What this task involves:
Rewrite the records starting at the line containing "Reviewer check: make sure each instance of the green shrub" and ending at the end of the records, swapping "Reviewer check" for "Annotator check" and keeping everything else the same. Omit the pictures from your answer.

Saved data entries:
-.-.-

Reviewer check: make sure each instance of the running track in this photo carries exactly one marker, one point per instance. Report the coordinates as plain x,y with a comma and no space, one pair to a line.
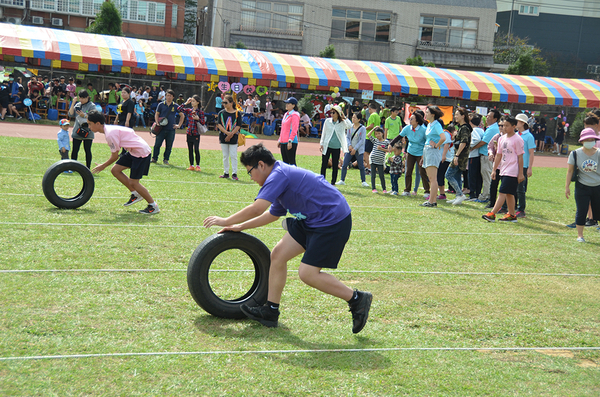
309,147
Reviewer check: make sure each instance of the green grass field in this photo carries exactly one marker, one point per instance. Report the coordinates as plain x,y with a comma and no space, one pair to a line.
448,288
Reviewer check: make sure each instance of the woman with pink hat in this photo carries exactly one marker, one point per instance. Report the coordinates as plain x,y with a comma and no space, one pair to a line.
584,162
333,141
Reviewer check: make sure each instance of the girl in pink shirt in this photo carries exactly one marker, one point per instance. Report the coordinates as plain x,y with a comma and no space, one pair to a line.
509,159
288,138
136,159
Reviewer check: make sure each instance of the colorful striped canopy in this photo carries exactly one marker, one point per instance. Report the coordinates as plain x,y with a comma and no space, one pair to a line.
91,52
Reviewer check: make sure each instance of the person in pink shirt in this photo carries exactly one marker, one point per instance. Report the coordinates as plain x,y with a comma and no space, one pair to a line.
136,158
71,88
492,150
509,159
288,138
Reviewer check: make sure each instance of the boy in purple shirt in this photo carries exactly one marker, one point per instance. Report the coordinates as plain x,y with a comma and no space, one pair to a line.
136,158
320,229
509,158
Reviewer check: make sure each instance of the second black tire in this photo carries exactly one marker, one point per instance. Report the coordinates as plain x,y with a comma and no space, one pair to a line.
70,202
202,259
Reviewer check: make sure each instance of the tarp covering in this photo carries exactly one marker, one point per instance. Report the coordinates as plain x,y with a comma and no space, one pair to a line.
89,52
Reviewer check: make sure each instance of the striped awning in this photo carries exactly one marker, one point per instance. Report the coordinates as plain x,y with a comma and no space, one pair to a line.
92,52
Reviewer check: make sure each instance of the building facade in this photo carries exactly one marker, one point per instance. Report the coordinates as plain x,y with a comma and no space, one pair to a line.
154,20
566,31
456,34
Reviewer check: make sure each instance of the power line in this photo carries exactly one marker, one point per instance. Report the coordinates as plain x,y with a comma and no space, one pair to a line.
558,7
328,29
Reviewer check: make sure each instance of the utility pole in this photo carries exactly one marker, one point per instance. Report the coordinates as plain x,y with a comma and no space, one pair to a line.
512,8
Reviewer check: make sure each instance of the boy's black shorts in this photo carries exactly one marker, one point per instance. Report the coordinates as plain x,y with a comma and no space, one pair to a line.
139,165
509,185
324,245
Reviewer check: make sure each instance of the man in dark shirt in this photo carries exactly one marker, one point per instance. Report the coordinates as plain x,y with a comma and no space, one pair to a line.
126,109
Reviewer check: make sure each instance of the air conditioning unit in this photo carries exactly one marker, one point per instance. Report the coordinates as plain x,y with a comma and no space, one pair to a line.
593,69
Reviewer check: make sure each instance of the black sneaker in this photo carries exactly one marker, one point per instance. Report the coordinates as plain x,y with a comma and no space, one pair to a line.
132,200
360,311
150,210
263,314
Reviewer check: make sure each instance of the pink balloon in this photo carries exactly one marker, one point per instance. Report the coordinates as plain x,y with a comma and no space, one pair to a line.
237,87
224,86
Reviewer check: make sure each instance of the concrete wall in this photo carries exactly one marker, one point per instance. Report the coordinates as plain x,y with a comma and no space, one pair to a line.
404,30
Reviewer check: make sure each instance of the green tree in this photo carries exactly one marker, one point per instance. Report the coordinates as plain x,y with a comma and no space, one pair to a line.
239,45
522,58
418,61
306,105
190,21
328,52
577,125
108,21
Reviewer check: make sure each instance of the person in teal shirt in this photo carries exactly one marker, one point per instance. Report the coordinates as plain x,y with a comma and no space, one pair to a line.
432,154
392,124
373,121
415,134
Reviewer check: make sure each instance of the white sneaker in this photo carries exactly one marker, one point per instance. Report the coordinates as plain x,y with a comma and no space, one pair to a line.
458,200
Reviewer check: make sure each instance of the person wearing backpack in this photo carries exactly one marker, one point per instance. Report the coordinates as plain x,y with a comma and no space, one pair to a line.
80,107
168,110
229,124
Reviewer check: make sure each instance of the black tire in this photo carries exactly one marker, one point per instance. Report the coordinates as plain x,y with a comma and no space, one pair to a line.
58,168
202,259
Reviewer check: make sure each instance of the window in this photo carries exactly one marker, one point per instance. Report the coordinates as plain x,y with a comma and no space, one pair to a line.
448,32
15,3
74,7
174,15
529,10
61,5
131,10
271,16
360,25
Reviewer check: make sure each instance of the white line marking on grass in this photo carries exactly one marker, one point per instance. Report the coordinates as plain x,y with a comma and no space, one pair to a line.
293,271
300,351
452,232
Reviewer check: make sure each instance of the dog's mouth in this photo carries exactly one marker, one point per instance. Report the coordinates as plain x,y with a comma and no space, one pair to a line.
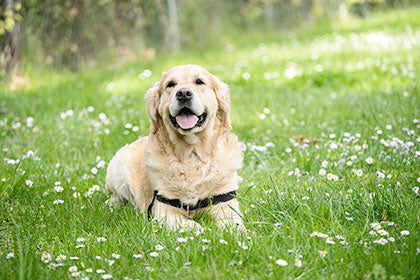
187,120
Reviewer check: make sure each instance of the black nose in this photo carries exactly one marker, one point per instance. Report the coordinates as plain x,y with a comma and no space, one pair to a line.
184,94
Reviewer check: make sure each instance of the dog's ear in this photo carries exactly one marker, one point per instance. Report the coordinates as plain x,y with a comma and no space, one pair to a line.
152,98
223,99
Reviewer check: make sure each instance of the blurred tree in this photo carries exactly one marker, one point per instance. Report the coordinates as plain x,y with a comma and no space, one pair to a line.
68,32
173,30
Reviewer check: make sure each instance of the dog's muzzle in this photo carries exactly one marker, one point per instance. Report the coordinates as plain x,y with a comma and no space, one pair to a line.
186,118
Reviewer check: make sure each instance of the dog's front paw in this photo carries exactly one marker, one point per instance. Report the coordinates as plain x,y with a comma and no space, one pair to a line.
114,201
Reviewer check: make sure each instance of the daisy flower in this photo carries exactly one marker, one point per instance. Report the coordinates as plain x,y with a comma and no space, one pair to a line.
46,258
115,256
405,232
323,253
330,241
375,226
381,241
60,258
281,262
382,232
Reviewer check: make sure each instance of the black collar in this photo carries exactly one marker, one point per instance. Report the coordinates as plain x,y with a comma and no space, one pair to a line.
200,204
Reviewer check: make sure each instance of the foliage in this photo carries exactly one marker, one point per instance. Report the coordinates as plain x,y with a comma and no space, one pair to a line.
346,94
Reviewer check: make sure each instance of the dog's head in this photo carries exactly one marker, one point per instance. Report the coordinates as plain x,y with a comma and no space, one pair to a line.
187,100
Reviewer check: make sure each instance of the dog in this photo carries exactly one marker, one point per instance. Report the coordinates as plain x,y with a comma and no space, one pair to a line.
188,164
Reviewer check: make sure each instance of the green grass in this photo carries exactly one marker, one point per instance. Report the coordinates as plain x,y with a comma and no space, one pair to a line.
369,79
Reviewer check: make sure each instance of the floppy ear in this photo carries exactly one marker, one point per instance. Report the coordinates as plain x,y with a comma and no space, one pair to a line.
223,99
152,98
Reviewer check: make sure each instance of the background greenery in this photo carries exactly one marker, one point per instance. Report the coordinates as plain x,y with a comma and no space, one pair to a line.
337,91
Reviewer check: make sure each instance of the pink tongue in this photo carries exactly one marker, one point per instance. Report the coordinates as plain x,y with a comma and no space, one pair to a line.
187,121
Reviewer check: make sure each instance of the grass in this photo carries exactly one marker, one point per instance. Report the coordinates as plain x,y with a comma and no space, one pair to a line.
351,88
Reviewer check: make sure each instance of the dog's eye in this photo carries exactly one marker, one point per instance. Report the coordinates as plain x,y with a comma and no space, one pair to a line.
199,82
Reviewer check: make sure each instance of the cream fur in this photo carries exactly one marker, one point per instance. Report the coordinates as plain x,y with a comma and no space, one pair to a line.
188,166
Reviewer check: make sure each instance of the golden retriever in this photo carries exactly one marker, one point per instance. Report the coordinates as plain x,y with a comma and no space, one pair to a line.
190,154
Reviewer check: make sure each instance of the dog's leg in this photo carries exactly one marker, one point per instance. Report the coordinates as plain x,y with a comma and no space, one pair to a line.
227,215
115,201
173,217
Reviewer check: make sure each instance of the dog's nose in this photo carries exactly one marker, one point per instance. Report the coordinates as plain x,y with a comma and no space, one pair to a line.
184,94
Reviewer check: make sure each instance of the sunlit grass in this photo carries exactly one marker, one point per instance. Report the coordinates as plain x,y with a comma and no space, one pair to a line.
331,172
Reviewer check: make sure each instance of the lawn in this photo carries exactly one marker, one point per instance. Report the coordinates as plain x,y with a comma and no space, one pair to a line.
329,117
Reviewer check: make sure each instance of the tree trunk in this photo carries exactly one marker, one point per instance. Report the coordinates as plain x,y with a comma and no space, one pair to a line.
174,37
13,44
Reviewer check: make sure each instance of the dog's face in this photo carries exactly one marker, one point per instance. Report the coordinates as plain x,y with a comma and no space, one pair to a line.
187,100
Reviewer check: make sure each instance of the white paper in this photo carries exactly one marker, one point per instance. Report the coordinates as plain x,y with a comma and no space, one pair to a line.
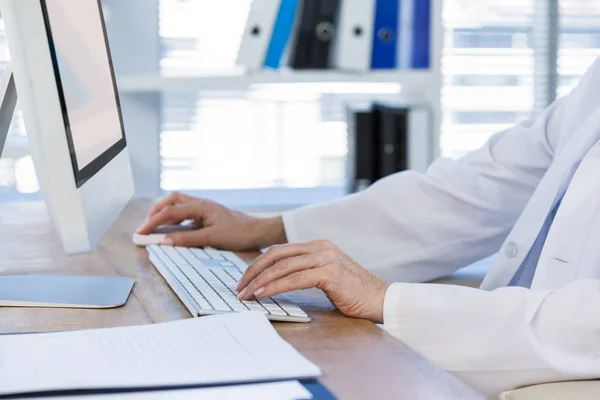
226,348
291,390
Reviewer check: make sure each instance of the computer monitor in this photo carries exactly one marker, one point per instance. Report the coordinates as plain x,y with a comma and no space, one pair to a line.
61,71
66,86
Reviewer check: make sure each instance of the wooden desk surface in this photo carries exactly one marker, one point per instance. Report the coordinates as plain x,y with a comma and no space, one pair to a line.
358,359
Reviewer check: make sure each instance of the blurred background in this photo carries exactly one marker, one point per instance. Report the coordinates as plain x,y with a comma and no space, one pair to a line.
196,123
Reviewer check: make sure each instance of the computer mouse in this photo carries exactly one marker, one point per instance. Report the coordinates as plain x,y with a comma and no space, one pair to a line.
159,234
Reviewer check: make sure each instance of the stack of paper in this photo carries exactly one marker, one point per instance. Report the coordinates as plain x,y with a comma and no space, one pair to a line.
291,390
230,348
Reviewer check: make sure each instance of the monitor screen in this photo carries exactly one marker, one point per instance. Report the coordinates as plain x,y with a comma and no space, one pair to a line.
86,83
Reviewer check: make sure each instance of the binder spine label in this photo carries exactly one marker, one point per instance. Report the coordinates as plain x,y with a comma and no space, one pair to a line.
281,33
421,49
385,35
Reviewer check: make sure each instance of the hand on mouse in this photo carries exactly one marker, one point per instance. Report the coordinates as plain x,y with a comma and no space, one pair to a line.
217,225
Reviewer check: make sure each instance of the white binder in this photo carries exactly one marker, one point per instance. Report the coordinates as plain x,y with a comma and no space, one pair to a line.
354,41
406,34
257,34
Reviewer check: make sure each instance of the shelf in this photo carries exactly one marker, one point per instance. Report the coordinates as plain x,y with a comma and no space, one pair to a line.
153,83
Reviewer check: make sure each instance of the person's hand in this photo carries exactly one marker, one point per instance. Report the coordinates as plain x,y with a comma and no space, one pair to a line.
352,289
217,225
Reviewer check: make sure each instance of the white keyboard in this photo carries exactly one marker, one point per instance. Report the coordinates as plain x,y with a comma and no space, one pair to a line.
205,280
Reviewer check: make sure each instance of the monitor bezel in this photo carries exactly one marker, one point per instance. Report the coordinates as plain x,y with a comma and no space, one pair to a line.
87,172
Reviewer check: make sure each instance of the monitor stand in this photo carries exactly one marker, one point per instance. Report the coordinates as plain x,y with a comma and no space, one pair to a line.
53,291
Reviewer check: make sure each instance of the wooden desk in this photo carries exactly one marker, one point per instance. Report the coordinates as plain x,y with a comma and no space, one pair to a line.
358,359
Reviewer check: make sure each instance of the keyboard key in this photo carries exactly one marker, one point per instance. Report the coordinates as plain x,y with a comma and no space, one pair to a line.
271,306
199,253
170,264
201,285
214,254
255,306
232,257
194,261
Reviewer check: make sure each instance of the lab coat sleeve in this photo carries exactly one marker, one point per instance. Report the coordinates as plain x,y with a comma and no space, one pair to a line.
414,227
503,339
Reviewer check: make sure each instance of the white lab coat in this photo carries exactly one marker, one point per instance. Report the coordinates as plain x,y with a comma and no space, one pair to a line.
414,227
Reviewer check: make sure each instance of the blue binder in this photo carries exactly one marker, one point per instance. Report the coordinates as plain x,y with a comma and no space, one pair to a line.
385,34
281,33
421,48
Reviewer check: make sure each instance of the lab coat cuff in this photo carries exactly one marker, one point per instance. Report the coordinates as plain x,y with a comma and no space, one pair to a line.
289,225
398,308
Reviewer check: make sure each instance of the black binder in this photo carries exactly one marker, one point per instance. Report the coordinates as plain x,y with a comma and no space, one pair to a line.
393,147
363,144
315,34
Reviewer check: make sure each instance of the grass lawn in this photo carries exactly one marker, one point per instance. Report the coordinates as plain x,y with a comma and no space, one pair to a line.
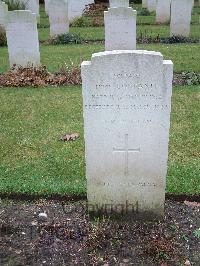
186,57
33,161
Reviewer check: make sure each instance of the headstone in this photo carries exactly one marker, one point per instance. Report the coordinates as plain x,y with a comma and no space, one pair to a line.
3,12
119,3
144,3
181,11
22,38
151,5
127,102
163,11
33,6
120,28
46,6
58,17
76,8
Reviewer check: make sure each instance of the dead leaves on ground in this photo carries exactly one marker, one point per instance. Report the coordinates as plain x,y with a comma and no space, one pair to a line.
70,137
192,204
39,77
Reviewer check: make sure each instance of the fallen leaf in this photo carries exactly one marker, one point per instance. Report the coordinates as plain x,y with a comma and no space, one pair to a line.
70,137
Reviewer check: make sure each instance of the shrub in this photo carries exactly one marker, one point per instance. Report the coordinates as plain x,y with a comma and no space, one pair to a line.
67,38
15,5
3,41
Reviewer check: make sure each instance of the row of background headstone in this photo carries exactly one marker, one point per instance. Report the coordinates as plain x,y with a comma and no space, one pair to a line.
120,27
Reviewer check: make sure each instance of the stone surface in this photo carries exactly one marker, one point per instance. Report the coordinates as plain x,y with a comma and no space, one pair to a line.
46,6
76,8
163,11
3,11
127,103
181,11
151,5
58,17
120,29
22,38
144,3
33,6
119,3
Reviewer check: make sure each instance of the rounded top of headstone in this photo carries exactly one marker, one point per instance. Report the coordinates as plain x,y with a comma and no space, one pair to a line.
20,16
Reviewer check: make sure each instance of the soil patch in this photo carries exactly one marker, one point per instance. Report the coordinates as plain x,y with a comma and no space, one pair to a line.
69,237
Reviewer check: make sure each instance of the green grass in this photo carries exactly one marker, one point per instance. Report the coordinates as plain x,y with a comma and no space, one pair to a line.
33,161
186,57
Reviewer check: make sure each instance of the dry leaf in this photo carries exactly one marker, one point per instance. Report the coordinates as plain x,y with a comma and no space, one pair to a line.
70,137
189,203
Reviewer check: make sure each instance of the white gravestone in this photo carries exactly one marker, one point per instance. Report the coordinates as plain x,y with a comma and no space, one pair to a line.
120,28
163,11
33,6
22,38
76,8
46,6
58,17
3,12
119,3
144,3
127,103
181,11
151,5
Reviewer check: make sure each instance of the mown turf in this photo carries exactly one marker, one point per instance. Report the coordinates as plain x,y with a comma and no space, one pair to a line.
186,57
33,161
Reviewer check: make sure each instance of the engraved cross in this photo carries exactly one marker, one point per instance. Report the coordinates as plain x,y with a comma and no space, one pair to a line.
126,150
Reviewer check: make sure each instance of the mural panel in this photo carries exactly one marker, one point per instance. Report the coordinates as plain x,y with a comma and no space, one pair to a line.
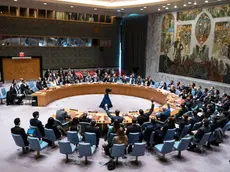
167,35
183,35
188,15
220,11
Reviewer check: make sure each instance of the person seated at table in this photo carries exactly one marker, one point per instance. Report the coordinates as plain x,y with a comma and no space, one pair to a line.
51,125
25,89
113,118
163,116
92,128
20,131
199,134
62,116
106,100
153,126
144,117
37,123
74,125
15,94
85,118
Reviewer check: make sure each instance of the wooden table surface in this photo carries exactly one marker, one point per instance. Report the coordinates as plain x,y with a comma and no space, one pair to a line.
44,97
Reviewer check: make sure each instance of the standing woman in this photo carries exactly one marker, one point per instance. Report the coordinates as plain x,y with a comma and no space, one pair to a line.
106,99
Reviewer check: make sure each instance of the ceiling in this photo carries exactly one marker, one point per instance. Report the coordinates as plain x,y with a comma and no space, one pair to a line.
113,7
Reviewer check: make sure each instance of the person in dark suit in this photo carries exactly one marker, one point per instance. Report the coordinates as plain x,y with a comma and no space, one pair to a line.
37,123
85,118
51,125
116,117
18,130
39,84
92,128
144,117
134,128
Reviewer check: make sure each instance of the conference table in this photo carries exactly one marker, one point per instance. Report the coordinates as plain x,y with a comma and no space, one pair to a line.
44,97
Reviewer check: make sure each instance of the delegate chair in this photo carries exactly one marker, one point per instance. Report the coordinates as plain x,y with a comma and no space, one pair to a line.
73,137
118,150
2,94
185,130
170,134
86,150
196,126
83,126
65,147
182,145
49,135
138,150
133,138
19,141
165,148
91,138
226,127
37,145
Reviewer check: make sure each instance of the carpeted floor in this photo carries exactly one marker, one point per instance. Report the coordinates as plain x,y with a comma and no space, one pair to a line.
11,159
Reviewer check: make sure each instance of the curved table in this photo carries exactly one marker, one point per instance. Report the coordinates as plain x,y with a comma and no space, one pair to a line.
45,97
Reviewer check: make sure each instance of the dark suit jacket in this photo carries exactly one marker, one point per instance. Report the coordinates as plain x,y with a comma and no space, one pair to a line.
145,117
133,129
37,123
95,130
21,132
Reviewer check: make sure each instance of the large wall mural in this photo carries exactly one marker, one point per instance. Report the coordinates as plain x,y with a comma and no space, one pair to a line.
198,50
167,35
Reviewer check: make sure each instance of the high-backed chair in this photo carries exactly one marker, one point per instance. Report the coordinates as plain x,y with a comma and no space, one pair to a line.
91,138
19,141
73,137
196,126
2,94
65,147
118,150
83,126
182,145
50,135
185,130
86,150
37,145
226,127
138,150
133,138
165,148
170,134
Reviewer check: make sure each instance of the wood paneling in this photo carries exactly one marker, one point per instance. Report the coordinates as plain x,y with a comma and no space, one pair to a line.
16,69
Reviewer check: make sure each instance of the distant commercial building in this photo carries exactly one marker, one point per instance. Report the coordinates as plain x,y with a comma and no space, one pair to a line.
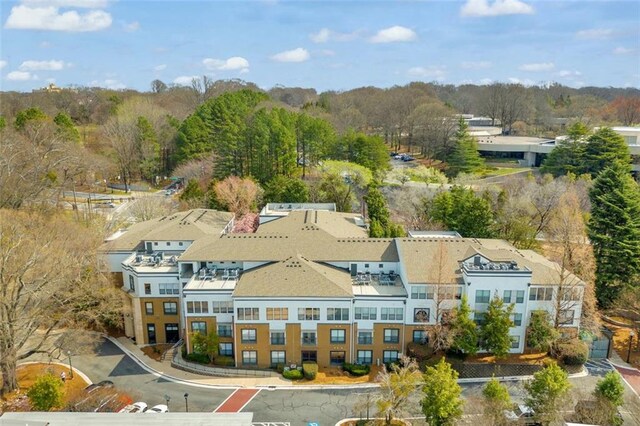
310,285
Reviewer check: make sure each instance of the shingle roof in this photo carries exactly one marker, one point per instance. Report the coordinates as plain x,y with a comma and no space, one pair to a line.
189,225
294,277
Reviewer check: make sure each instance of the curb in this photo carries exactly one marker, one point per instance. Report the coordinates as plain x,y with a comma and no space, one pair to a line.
75,370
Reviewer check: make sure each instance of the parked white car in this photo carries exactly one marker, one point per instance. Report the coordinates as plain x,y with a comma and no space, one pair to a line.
136,407
160,408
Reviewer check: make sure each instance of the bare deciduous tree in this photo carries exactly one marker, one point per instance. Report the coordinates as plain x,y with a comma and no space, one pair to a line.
49,278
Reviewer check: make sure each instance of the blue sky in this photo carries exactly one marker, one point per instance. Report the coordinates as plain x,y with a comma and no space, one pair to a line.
329,45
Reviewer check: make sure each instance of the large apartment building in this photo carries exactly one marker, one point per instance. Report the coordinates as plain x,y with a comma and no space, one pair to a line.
310,285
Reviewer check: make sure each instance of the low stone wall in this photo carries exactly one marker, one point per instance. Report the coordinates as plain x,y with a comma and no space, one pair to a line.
192,367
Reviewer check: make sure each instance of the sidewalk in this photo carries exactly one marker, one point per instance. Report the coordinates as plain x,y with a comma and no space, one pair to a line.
630,374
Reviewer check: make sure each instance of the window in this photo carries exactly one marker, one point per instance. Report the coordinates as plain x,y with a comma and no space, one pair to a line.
515,342
308,337
338,336
169,288
277,337
482,296
277,357
366,313
226,349
278,314
389,356
418,292
479,318
198,307
308,314
364,357
248,314
311,356
337,314
517,320
421,315
249,335
249,357
336,357
225,330
391,314
566,316
365,337
420,336
225,307
170,308
199,327
391,335
570,294
541,293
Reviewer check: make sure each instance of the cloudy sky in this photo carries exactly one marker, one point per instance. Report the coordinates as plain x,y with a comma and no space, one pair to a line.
328,45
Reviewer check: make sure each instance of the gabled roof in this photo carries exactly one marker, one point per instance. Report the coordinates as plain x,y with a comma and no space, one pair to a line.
189,225
294,277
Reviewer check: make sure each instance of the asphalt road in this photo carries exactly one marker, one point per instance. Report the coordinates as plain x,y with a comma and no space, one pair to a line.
298,407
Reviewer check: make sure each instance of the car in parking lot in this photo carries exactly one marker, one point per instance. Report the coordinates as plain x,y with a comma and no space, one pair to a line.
136,407
522,415
160,408
95,386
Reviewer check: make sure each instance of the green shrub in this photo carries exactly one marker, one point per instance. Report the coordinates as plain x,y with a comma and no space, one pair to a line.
573,352
294,374
310,370
224,361
46,393
199,358
356,369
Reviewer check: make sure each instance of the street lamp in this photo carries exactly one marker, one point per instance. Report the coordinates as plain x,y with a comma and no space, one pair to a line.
70,367
631,334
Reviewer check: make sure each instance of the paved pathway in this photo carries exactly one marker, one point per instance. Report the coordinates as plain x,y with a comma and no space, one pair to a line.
237,401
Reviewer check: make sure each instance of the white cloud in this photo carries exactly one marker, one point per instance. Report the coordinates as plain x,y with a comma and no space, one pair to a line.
41,66
89,4
569,73
524,82
131,27
21,76
321,36
185,80
476,65
325,35
109,83
295,55
595,33
394,34
482,8
539,67
622,51
24,17
231,64
432,72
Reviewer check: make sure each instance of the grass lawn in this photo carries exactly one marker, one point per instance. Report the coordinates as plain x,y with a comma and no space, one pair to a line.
27,375
336,376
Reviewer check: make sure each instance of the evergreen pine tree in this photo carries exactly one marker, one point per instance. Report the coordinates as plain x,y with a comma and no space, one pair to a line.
605,148
465,157
614,231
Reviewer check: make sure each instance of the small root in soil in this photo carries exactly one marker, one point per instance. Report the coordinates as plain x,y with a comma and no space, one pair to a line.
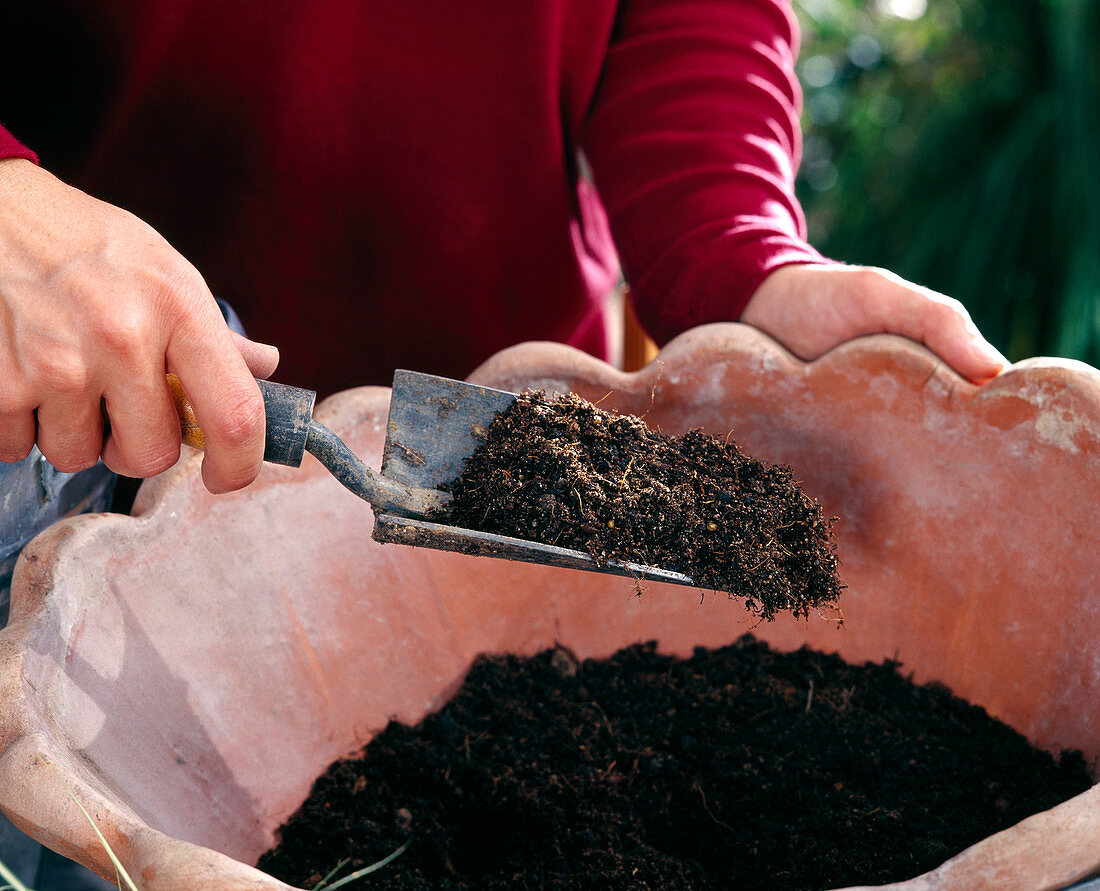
562,472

-.-.-

Exercise answer:
Annotator check: make sure each instance of the green shrub in this photo carries exactly one marker, one point per instance. Report the coordinates as plain x,y with a comma and no space, one pair to a line.
573,352
294,374
310,370
224,361
46,393
199,358
356,369
Annotator check: make sure each instance of the street lamp in this photo carries exactly one marker, one point per instance. Report the coordinates as plain x,y with a comma and no space, one pair to a line.
70,367
631,334
Annotator check: make sure each instance of the paved pathway in this photo carries exactly one marker, one point per instance. Report the coordinates as plain x,y with a comma and no space, one pair to a line.
237,401
Annotator check: make sure each instance of the white cloud in this photo carries exactly one marker, one point per instance. Report the coordinates as plain x,y with a comma and no space, one pair to a line.
41,66
89,4
569,73
524,82
131,27
21,76
321,36
185,80
476,65
325,35
109,83
295,55
595,33
394,34
482,8
539,67
622,51
24,17
231,64
432,72
Annotator check: make sure each instance of the grass lawn in this photo carries exactly one marker, one point per instance. Report the coordinates as plain x,y with a comma and no space, one pair to a line.
27,375
336,376
Annotator check: make sure each instance of the evergreen pine tree in this photo carries exactly one marker, one point per instance. Report the coordinates as plain x,y with a comma and no space, one pair to a line.
605,148
465,157
614,231
Annotator check: make sure each instance of the small root in soil in this photo carries exactly one marker, one point per instance. Report the coordinates as plain x,y with a comma and no space, one pair to a line.
562,472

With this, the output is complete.